→ Complete the following
• a. In the forum post about WebSocket drops, rewrite the passage starting at "What is the" and ending at "to voice prompts?", and change "voice prompts" to "audio prompts".
• b. According to the forum post about WebSocket drops, at which node do the call drops increase once concurrent sessions exceed 450?

→ Text under study
--- START ---

Architect IVR WebSocket drop rate spikes at 500 concurrent sessions

What is the standard approach to configure Architect flow nodes to handle WebSocket termination during high-concurrency load testing without triggering immediate fallback to voice prompts?

Our team is currently stress-testing the IVR capacity using JMeter scripts that simulate 500 concurrent inbound calls per minute. The environment is a standard Genesys Cloud instance with default scaling policies enabled. We are observing a significant increase in call drops specifically at the ‘Gather Input’ node when the concurrent session count exceeds 450. The error logs show a 408 Request Timeout from the client side, but the server-side traces indicate the WebSocket connection is being reset by the platform before the timeout threshold is reached. This behavior is inconsistent with the expected linear scaling of the Architect engine. We have verified that the API rate limits for the underlying REST calls are not being hit, as the IVR flow relies primarily on WebSocket streams for real-time interaction. The issue seems isolated to the media layer rather than the data layer. We attempted to adjust the ‘Max Wait Time’ in the Gather Input configuration to 30 seconds, but this did not mitigate the drop rate. Instead, it appears that the connection state is lost during the initial handshake phase under load. The JMeter configuration uses persistent connections with a think time of 2 seconds between calls to simulate realistic user behavior. We are concerned that this limitation will impact our production stability during peak hours. The current Architect flow includes a simple menu with three options, followed by a transfer to a queue. No complex integrations or external HTTP requests are involved in this path. We need to understand if there is a specific configuration parameter for WebSocket keep-alive or connection pooling that can be adjusted to improve stability under load. Alternatively, is there a recommended pattern for handling transient connection failures within the Architect flow itself to prevent call drops? We are looking for best practices on load distribution for IVR nodes to ensure reliable performance at scale.

--- END ---

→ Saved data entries
--- START ---

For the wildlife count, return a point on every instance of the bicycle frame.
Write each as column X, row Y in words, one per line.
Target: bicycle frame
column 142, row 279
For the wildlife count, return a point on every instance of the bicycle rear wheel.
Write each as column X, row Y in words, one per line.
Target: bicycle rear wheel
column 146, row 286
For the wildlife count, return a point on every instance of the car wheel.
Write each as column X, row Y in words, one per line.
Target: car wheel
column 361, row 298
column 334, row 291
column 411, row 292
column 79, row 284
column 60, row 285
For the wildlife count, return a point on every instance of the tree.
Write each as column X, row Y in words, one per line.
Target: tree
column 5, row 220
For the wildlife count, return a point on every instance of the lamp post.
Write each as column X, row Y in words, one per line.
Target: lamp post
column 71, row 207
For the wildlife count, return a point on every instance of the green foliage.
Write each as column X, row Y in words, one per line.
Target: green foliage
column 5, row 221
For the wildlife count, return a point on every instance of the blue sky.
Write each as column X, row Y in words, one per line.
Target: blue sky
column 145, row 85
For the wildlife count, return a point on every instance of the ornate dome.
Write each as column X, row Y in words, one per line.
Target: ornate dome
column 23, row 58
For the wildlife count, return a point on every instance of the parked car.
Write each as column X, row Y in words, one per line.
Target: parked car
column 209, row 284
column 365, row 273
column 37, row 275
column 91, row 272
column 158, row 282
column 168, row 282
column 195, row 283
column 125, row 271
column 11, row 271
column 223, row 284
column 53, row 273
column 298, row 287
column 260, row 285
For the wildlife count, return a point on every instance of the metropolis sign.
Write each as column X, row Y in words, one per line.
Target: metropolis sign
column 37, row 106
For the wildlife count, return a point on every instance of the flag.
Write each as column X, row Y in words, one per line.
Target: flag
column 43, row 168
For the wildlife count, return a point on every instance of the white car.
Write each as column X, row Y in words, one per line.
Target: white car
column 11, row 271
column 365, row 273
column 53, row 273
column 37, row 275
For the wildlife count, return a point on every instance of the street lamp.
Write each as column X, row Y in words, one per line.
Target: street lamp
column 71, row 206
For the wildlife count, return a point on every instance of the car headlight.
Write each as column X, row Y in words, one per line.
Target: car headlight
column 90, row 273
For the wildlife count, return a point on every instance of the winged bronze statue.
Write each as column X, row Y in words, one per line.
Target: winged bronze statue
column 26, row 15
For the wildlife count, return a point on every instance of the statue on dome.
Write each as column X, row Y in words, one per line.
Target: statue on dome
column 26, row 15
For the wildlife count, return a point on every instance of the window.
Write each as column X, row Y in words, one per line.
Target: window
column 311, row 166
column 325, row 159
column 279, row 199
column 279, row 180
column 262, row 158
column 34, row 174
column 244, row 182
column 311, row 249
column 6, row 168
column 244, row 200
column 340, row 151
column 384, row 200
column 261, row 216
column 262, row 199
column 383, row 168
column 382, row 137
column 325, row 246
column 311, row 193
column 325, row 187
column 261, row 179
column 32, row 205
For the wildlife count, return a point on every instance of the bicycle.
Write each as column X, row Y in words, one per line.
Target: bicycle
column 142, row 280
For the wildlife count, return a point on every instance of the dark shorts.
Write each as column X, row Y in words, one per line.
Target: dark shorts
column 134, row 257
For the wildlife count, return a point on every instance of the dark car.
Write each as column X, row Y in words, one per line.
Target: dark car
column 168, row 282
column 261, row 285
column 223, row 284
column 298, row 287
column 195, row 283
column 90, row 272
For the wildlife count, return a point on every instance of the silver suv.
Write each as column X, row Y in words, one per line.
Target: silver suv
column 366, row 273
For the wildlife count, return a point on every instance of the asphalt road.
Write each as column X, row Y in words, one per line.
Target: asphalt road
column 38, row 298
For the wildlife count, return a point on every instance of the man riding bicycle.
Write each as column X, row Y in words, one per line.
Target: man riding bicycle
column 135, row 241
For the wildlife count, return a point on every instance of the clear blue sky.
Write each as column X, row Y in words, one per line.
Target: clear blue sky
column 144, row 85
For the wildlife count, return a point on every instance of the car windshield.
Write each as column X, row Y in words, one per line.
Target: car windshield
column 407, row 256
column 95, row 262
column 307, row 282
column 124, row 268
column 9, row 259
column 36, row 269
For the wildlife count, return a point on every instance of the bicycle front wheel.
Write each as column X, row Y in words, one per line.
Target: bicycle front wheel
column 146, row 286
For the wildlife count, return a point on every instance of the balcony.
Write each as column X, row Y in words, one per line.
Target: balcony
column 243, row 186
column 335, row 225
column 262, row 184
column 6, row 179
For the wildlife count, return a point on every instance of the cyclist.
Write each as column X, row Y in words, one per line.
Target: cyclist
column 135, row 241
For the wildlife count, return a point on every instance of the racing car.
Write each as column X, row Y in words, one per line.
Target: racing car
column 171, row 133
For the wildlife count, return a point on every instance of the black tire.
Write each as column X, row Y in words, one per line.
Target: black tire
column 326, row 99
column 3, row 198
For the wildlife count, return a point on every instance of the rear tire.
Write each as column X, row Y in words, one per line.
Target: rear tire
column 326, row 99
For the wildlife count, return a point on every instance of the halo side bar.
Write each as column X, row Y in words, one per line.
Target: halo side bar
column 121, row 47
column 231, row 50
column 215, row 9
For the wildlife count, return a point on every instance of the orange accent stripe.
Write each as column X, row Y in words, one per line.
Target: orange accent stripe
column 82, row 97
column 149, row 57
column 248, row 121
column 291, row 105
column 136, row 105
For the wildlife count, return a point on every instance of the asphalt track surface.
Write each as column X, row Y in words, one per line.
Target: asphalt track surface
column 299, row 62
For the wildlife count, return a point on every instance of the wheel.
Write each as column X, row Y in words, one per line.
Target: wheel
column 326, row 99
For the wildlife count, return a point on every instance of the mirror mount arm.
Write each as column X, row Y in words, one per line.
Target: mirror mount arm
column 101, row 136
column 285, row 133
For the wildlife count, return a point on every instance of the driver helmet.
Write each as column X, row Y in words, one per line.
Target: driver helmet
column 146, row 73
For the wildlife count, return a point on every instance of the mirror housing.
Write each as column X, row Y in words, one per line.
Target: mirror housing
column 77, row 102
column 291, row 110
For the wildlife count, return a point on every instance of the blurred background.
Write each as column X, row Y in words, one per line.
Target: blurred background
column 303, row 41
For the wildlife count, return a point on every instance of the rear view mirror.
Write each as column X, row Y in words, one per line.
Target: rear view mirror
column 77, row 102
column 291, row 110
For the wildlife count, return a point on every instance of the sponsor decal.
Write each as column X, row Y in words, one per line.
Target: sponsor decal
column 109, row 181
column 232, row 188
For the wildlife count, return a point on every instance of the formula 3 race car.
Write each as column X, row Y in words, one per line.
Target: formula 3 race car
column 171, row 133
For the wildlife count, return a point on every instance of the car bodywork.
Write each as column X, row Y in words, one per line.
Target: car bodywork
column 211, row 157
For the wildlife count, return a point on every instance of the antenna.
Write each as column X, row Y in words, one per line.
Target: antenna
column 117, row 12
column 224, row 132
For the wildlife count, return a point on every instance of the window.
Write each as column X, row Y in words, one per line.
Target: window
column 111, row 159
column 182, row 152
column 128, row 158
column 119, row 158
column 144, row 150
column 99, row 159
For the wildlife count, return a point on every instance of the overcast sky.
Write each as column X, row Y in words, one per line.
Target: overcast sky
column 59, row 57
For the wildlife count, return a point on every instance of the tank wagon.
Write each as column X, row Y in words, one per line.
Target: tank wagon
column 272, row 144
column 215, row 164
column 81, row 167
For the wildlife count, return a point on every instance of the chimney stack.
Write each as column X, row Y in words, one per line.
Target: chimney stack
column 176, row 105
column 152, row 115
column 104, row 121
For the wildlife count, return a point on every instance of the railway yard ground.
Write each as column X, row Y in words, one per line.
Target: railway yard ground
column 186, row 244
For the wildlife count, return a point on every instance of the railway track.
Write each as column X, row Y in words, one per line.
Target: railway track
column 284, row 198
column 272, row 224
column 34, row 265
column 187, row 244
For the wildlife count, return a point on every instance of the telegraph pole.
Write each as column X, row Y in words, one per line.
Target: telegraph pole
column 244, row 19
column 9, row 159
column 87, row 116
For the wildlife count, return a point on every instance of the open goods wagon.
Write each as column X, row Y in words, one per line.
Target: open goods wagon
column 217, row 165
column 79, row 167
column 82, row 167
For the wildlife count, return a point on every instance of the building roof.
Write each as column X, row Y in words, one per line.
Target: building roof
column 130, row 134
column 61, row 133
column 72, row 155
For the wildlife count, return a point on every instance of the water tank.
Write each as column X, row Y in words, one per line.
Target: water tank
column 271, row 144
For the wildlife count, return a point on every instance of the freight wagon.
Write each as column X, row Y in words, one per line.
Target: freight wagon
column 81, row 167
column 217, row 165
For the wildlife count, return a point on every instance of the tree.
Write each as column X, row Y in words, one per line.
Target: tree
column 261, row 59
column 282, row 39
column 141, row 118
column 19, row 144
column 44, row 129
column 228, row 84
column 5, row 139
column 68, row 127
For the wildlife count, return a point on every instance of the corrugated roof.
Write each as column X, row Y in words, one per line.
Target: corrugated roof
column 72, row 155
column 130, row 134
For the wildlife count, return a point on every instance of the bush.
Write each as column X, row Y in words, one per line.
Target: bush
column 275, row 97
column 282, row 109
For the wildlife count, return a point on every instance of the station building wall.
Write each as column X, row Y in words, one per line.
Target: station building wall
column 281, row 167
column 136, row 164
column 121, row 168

--- END ---

→ Solution list
• a.
What is the standard approach to configure Architect flow nodes to handle WebSocket termination during high-concurrency load testing without triggering immediate fallback to audio prompts?

• b. The ‘Gather Input’ node.